_Set task_
Rewrite every item below with "bounding box" replaced by "enclosing rectangle" and leave all other text unchanged.

(Data items)
——

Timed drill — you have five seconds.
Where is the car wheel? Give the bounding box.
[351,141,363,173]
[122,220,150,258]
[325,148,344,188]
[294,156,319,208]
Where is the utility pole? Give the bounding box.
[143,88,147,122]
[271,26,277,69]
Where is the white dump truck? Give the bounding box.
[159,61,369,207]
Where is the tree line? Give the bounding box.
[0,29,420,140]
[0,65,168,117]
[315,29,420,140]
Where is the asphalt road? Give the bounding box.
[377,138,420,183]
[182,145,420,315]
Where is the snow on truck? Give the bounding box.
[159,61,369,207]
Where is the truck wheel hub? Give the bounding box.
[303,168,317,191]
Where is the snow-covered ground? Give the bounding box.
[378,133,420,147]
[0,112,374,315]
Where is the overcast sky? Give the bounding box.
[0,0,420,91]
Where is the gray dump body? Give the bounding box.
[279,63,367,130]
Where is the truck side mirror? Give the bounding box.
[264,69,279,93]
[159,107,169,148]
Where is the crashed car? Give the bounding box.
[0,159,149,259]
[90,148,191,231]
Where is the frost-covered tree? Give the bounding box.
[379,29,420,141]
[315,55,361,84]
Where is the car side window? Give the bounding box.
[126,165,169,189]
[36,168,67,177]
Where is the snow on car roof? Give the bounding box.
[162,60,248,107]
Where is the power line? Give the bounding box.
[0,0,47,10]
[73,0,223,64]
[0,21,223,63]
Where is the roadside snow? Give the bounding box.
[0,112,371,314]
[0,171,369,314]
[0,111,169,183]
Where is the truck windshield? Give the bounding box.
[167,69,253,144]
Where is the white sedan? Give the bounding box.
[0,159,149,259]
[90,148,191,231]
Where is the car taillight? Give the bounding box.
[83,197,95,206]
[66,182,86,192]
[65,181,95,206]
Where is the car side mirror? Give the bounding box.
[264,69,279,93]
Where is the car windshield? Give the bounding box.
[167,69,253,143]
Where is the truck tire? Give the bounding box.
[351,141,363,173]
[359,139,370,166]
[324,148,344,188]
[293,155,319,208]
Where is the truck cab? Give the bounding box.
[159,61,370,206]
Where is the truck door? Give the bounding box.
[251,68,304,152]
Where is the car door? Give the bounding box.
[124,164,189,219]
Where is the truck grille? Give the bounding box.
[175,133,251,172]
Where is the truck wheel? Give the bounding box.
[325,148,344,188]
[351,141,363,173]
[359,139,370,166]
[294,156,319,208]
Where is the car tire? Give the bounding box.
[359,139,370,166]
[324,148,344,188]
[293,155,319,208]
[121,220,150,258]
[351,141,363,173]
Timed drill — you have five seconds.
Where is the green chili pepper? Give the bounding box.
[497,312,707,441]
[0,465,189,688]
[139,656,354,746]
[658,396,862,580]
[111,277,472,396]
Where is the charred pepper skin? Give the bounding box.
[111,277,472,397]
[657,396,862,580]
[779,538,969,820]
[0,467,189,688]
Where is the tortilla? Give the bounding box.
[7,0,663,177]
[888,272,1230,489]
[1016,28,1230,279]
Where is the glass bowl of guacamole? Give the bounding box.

——

_Result of this task_
Timed drill — you have five seconds.
Where is the car wheel? Give the enclosing rectangle.
[351,141,363,173]
[122,220,150,258]
[325,148,344,188]
[294,156,319,208]
Where is the utility pole? Give the enclosing rectangle.
[143,88,147,122]
[271,26,277,69]
Where is the white dump truck? Give the enclosing rectangle.
[159,61,369,207]
Where is the tree line? Give the enclosing rectangle.
[0,29,420,140]
[0,65,168,117]
[315,29,420,140]
Where is the asphalt road? Give the enclosing rectangle.
[377,138,420,183]
[182,145,420,315]
Where is the snow on truck? Give the enclosing rectangle.
[159,61,369,207]
Where is the truck wheel hub? Give the enclosing rectangle.
[303,168,317,191]
Where is the snow-covered ground? Give the enclosing rectangle.
[378,133,420,147]
[0,112,374,315]
Where is the overcast sky? Give the enclosing rectangle.
[0,0,420,91]
Where is the gray dump body? Give the enclosing rectangle.
[279,63,367,130]
Where is the truck side mirror? Give the enclosing rectangle.
[264,69,279,93]
[159,107,169,148]
Where is the crashed car? Give the enclosing rectangle.
[0,159,149,259]
[90,148,191,231]
Where is the frost-covered tree? Give the enclosing rectangle.
[379,29,420,141]
[315,55,361,84]
Where is the car side window? Give the enclosing rectangle.
[126,165,169,189]
[36,168,67,177]
Where is the snow on car roof? Give the enclosing rectangle.
[162,60,248,107]
Where is the power line? Give the enclosing rectangle.
[0,0,47,10]
[73,0,223,64]
[0,21,223,63]
Where is the roadside snow? Give the enclosing rectangle.
[0,112,371,314]
[0,171,369,314]
[0,111,169,183]
Where is the truck windshield? Give the enclosing rectangle.
[167,69,253,144]
Where is the white sedan? Give the enclosing rectangle.
[0,159,149,259]
[90,148,191,231]
Where is the car taillight? Give the enclosing rectangle.
[83,197,95,206]
[66,182,86,192]
[65,181,95,206]
Where is the car side mirror? Give the enclosing rectangle.
[264,69,279,93]
Where is the car windshield? Give the enclosing rectangle.
[167,69,253,143]
Where is the truck tire? Give the enclosing rectangle.
[351,141,363,173]
[359,139,370,166]
[324,148,344,188]
[293,155,319,208]
Where is the truck cab? Give the enclosing rectangle.
[159,61,370,206]
Where is the truck door? Give the enclosing rectangle.
[251,68,304,152]
Where is the car door? Give the enclosing rectangle.
[124,164,189,219]
Where is the truck grille? Give the enclosing rectangle.
[175,133,251,172]
Where is the truck wheel? Give the enclosing rectangle.
[325,148,344,188]
[351,141,363,173]
[359,139,370,166]
[294,156,319,208]
Where is the car tire? Give the enclosing rectangle.
[359,139,370,166]
[324,148,344,188]
[293,155,319,208]
[121,220,150,258]
[351,141,363,173]
Timed drill — you have five seconds.
Where is the green chili pepper? Give the enclosing rectangle.
[497,312,707,441]
[0,465,189,688]
[139,656,354,746]
[658,396,862,580]
[111,277,472,396]
Where is the charred pepper skin? Give the enclosing rectangle.
[111,277,472,397]
[657,396,862,580]
[779,538,969,820]
[0,467,189,688]
Where is the tortilla? Give the enclosing rectangle.
[7,0,663,177]
[888,272,1230,489]
[1016,28,1230,279]
Where is the glass bowl of guacamole? Give the enclosing rectangle.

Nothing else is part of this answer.